Dataset entries -
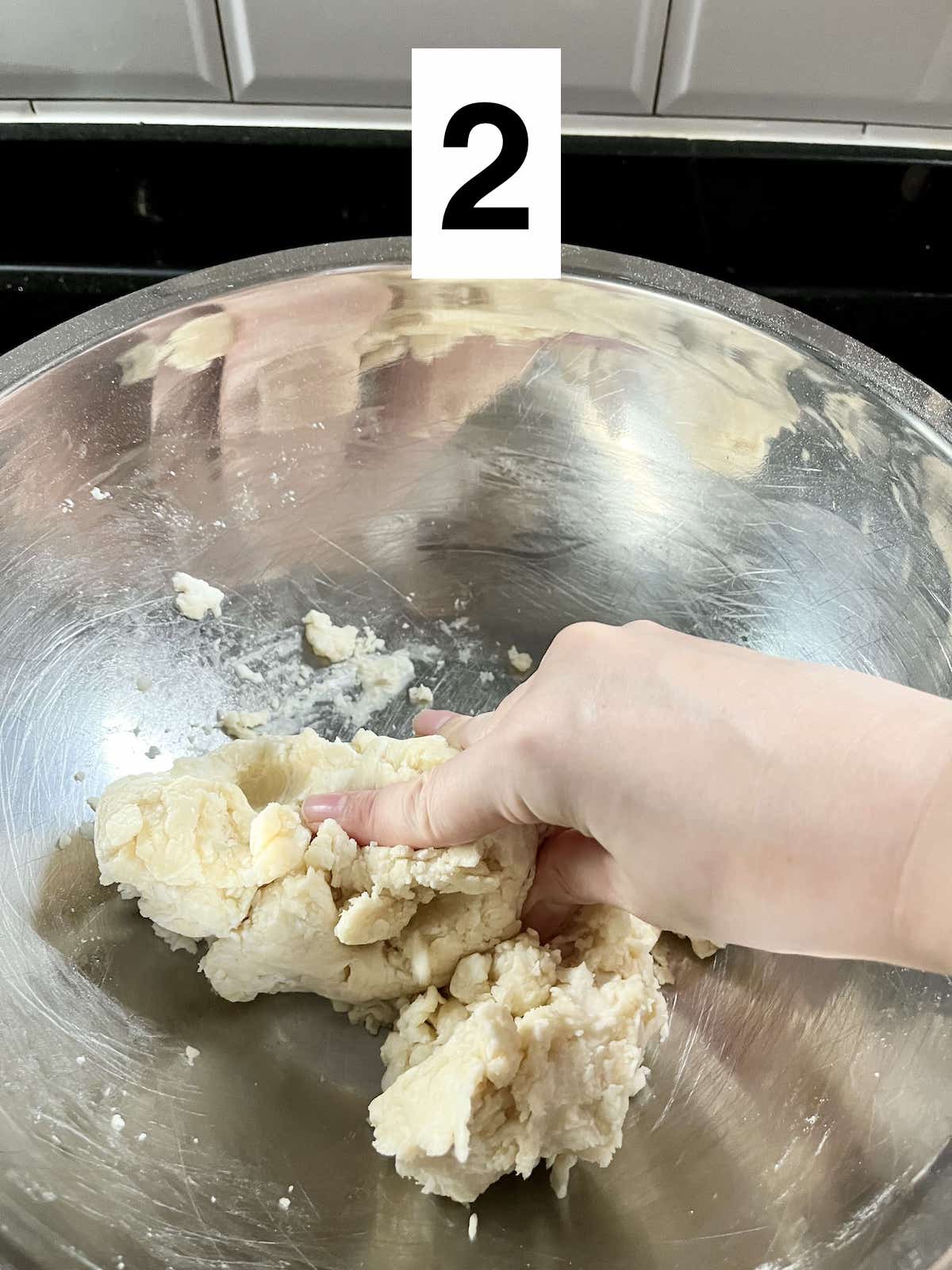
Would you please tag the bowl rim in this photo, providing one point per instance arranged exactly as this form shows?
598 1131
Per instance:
919 404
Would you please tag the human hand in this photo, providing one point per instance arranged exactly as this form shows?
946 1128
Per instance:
708 789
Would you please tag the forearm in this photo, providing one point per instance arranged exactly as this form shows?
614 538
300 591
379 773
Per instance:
922 914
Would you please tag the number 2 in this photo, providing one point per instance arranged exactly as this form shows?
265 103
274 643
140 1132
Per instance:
463 213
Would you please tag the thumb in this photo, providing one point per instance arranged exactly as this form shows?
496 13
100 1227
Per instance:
446 806
570 870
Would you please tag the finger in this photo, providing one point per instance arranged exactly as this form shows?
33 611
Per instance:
451 804
460 730
570 870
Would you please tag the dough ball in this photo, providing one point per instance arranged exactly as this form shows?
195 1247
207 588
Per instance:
215 849
531 1054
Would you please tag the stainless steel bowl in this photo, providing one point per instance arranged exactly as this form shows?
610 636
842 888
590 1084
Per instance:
628 442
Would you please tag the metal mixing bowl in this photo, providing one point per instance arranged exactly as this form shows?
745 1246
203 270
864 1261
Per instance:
630 441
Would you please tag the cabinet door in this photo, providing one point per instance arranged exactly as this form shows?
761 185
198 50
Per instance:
359 54
860 60
114 48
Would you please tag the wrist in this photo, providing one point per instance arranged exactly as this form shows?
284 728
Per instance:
922 914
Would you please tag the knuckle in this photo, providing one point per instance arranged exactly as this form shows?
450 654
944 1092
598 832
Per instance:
419 810
579 635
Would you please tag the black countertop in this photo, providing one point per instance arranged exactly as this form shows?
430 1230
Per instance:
858 239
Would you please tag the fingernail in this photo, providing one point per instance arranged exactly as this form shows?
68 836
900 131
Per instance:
323 806
432 721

DIRECTIONS -
Rewrite every item above, changing "in this photo" to "in this image" wherever it occurs and keeping everything else the same. Omit the pictures from your answer.

THE REPLY -
Would you please tag the bowl rim in this image, providing one point per instance arranged exactly as this form shows?
598 1131
Per instance:
919 404
Would you please tag the human hand in this image, providing one point per instance arranged exactly as this form shows?
946 1128
Per instance:
708 789
Would you please tag the forearm in this image, providing one point per instance arranged exactly as this form shows?
614 538
300 591
379 773
Per instance:
922 914
Would you please tag the number 2 in this image, providing one point per instance arranged exactly as this form shows?
265 103
274 643
140 1132
Per instance:
463 213
Would you please tag the thumb in this image, providing one point per instance arranged exactly as this form shows?
496 13
100 1227
Per instance:
446 806
570 870
Would you please tag the finger in this image, providing one point per instance arranged exactly as this form shows?
33 611
Per instance:
451 804
460 730
570 870
Would you please tag the dough ball in this image, providing one point per instance arranged exactly as this form shows?
195 1247
207 588
Per instance:
215 849
531 1054
Would you please tag the stainless steel bowl in this image, providing one point per instance arranged exactly as this form shows?
610 636
842 888
590 1084
Per instance:
628 442
Would you please tag the metal mixing bowl in this image, providing one point per instance arranged exactly as this form shows?
745 1246
203 270
864 1261
Per instance:
630 441
Would you please tag the cabinet door in this image, providing one point per instance arranged exactly as this form shows?
761 185
198 50
Per instance:
359 54
860 60
114 48
Would you please tag the wrist in this image, providing one point per instance arranged exactly as this form shows?
284 728
Per instance:
922 914
Would you please tag the knuckle in this image, providing one point per instance arranged exactly as this form shows?
450 654
944 1092
598 832
Per instance:
419 810
579 635
Would you please tag the black countertop in this image, providing one point per instance arranged exactly as this form shows?
430 1230
Per instance:
858 239
Would you please tag the fingernail in this image, providing one point per instance arranged exactly as this form shows?
68 836
900 131
Per instance:
323 806
432 721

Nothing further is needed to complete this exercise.